COMPLETE THE FOLLOWING:
1 – Copy out the whole post about the story "The Ambiguities" word for word.
2 – Switch "forested hill" to "wooded hill" in the entries, in the stretch from the line containing "In this exercise you will place a marker on the forested" through the end of the entries. Give back only those lines, with everything else left as it is.
----- TEXT SEGMENT -----
Well, maybe I can ask for more. This story, and the novelette "Surfaces" that Tales to Terrify featured on another podcast a while back, are available in a Kindle e-book, Surfaces . . . and Symbols, available here.

"The Ambiguities" works for this time of year. It's set in the winter, during a snowstorm, and the narrator is trying to make a flight to California. Her local airport in Madison is closed. The airport in Milwaukee is closed. She gets on a Greyhound to head down to O'Hare, and that's where things get interesting. I'm looking out the window now and the snow is falling. The temperature is dropping. What better time to listen to (or read) a tale of peril set out on the linear wasteland of I-94?

I'm a lousy salesman. This year, with three mini e-books out, I have managed to make just under ten dollars, which is to say I am not about to become the Charles Foster Kane of e-publishing. So be it. I know that, in this Brave New World, all us writers are supposed to become salespeople and marketing whizzes and two-faced, glad-handing self promoters. 

If I were that good at those tasks, I probably wouldn't be writing.

Let's put it this way: I am one of those persons for whom it is hard enough simply to be a good writer. I'll be happy to settle for that, if I can.

A new year will be starting soon. I wish you all the best. 2013 has been an interesting year for me. It's had its moments, though I can't say I'll be sorry to see it go. I have novel to finish, a couple of novellas and a couple of short stories. And if I can sell 'em in 2014 I'll be a lot merrier a year from now than I am now.
----- ITEMS -----
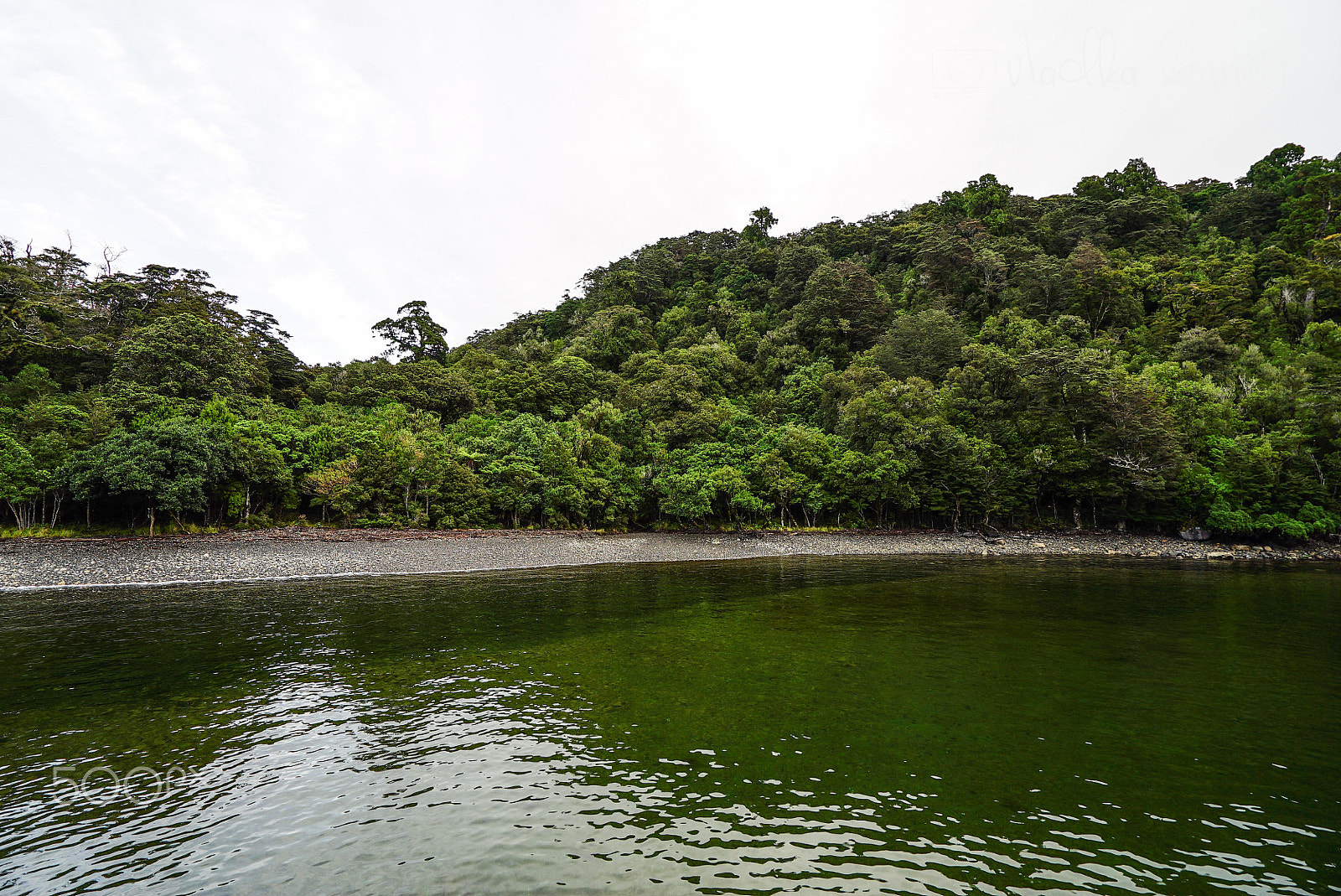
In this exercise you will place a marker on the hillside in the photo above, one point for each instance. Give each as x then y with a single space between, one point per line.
1128 353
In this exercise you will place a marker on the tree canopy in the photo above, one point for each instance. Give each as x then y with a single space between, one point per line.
1130 353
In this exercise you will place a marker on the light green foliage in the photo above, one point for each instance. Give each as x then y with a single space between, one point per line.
1128 353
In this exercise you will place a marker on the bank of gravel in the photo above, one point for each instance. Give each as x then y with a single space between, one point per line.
267 554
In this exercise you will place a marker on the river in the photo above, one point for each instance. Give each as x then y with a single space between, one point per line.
795 724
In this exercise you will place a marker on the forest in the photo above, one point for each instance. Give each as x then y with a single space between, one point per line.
1130 355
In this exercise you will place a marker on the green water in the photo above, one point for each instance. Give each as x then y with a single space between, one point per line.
817 726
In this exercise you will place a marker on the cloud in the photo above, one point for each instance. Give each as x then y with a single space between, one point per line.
333 161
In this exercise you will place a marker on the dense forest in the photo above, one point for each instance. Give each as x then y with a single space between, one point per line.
1130 353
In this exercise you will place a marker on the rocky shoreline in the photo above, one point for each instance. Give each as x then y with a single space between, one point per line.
302 553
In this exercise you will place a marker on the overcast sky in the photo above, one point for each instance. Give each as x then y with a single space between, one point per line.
329 161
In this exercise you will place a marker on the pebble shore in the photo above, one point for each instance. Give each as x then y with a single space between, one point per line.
298 553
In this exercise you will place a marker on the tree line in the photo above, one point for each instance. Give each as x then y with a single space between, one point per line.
1128 353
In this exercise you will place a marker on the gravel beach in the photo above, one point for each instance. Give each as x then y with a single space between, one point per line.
288 553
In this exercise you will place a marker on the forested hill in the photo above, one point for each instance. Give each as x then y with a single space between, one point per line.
1130 353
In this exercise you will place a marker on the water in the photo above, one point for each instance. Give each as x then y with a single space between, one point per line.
818 726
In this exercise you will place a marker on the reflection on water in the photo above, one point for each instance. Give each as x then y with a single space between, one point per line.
-----
SOLUTION SET:
1 –
Well, maybe I can ask for more. This story, and the novelette "Surfaces" that Tales to Terrify featured on another podcast a while back, are available in a Kindle e-book, Surfaces . . . and Symbols, available here.

"The Ambiguities" works for this time of year. It's set in the winter, during a snowstorm, and the narrator is trying to make a flight to California. Her local airport in Madison is closed. The airport in Milwaukee is closed. She gets on a Greyhound to head down to O'Hare, and that's where things get interesting. I'm looking out the window now and the snow is falling. The temperature is dropping. What better time to listen to (or read) a tale of peril set out on the linear wasteland of I-94?

I'm a lousy salesman. This year, with three mini e-books out, I have managed to make just under ten dollars, which is to say I am not about to become the Charles Foster Kane of e-publishing. So be it. I know that, in this Brave New World, all us writers are supposed to become salespeople and marketing whizzes and two-faced, glad-handing self promoters. 

If I were that good at those tasks, I probably wouldn't be writing.

Let's put it this way: I am one of those persons for whom it is hard enough simply to be a good writer. I'll be happy to settle for that, if I can.

A new year will be starting soon. I wish you all the best. 2013 has been an interesting year for me. It's had its moments, though I can't say I'll be sorry to see it go. I have novel to finish, a couple of novellas and a couple of short stories. And if I can sell 'em in 2014 I'll be a lot merrier a year from now than I am now.

2 –
In this exercise you will place a marker on the wooded hill in the photo above, one point for each instance. Give each as x then y with a single space between, one point per line.
1130 353
In this exercise you will place a marker on the water in the photo above, one point for each instance. Give each as x then y with a single space between, one point per line.
818 726
In this exercise you will place a marker on the reflection on water in the photo above, one point for each instance. Give each as x then y with a single space between, one point per line.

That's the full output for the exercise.